# What the exercise asks:
Rewrite the records from the line with "Spot the book" through the last line, changing "put a point on each instance" to "mark every instance" and leaving everything else as it is. Return only those lines.

— BEGIN Record extracts —

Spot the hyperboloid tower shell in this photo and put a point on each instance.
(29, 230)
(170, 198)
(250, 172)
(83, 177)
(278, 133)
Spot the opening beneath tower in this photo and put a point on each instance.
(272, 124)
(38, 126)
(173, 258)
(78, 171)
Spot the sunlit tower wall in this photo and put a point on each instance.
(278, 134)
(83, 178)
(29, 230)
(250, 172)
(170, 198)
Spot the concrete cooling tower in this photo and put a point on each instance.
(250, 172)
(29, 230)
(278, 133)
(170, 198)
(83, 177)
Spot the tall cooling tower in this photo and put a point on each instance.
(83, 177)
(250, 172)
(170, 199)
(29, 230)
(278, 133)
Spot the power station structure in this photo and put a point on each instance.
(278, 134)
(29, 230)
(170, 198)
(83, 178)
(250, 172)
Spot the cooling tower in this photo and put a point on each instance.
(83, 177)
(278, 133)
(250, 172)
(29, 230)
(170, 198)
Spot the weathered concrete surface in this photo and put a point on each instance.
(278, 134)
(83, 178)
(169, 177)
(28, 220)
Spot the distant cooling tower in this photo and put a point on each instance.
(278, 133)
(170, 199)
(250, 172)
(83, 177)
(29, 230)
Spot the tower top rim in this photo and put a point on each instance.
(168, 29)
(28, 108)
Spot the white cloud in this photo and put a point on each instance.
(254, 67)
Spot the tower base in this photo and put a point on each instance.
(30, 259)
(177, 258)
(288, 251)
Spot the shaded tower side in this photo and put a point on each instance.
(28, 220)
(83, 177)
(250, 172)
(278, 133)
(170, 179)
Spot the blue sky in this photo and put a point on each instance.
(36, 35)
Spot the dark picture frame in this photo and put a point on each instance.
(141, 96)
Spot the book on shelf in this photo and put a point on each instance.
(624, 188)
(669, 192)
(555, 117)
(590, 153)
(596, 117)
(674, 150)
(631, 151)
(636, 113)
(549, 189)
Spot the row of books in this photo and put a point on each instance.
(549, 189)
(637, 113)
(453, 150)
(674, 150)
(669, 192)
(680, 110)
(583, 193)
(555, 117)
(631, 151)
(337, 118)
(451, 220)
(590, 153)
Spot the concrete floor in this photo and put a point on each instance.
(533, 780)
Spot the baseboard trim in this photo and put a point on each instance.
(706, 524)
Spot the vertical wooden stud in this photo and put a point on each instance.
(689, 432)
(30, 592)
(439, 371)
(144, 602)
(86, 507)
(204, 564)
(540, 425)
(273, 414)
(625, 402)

— END Record extracts —

# Output for this task:
Spot the book on shelf in this photo and mark every instance.
(624, 188)
(669, 192)
(555, 117)
(590, 153)
(596, 117)
(674, 150)
(631, 151)
(636, 113)
(549, 189)
Spot the row of books in this photo and mark every instance.
(549, 189)
(637, 113)
(453, 150)
(674, 150)
(669, 192)
(680, 110)
(583, 193)
(555, 117)
(631, 151)
(337, 118)
(451, 220)
(590, 153)
Spot the concrete floor in this photo and mark every instance.
(533, 780)
Spot the baseboard trim in this photo and mark every instance.
(706, 524)
Spot the vertical wooden stud in this photo and mark every instance.
(689, 432)
(30, 592)
(439, 371)
(144, 602)
(86, 507)
(204, 564)
(540, 425)
(273, 414)
(625, 402)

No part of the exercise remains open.